• _INSTRUCTION_
Write out the records below word for word, starting at the line that contains "the basil leaf." and ending at the line that contains "(181, 1031)". Include both of those lines and nothing else.

• _SOURCE DATA_
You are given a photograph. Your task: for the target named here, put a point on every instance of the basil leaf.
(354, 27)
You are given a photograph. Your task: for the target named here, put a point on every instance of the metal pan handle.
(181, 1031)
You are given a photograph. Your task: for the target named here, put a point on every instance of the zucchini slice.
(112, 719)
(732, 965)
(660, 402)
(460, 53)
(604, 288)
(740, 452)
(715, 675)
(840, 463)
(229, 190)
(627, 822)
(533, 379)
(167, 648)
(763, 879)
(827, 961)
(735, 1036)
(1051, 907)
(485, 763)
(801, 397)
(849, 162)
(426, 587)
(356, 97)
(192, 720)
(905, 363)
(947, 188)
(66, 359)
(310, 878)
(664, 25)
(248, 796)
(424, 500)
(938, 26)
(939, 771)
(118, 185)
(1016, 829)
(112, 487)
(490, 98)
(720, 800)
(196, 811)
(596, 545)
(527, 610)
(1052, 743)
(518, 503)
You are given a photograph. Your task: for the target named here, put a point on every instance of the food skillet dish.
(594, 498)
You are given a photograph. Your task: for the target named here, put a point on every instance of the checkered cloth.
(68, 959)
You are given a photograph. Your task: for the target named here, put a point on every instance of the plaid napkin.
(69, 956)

--

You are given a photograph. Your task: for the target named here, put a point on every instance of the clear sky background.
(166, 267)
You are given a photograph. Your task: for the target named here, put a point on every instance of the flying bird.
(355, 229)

• _EXPECTED OUTPUT_
You are given a photograph. Your task: for the target named here, put a point on every instance of the basil leaf.
(354, 27)
You are given a photograph. Your task: for the target named here, put a point on every instance of the metal pan handle.
(181, 1031)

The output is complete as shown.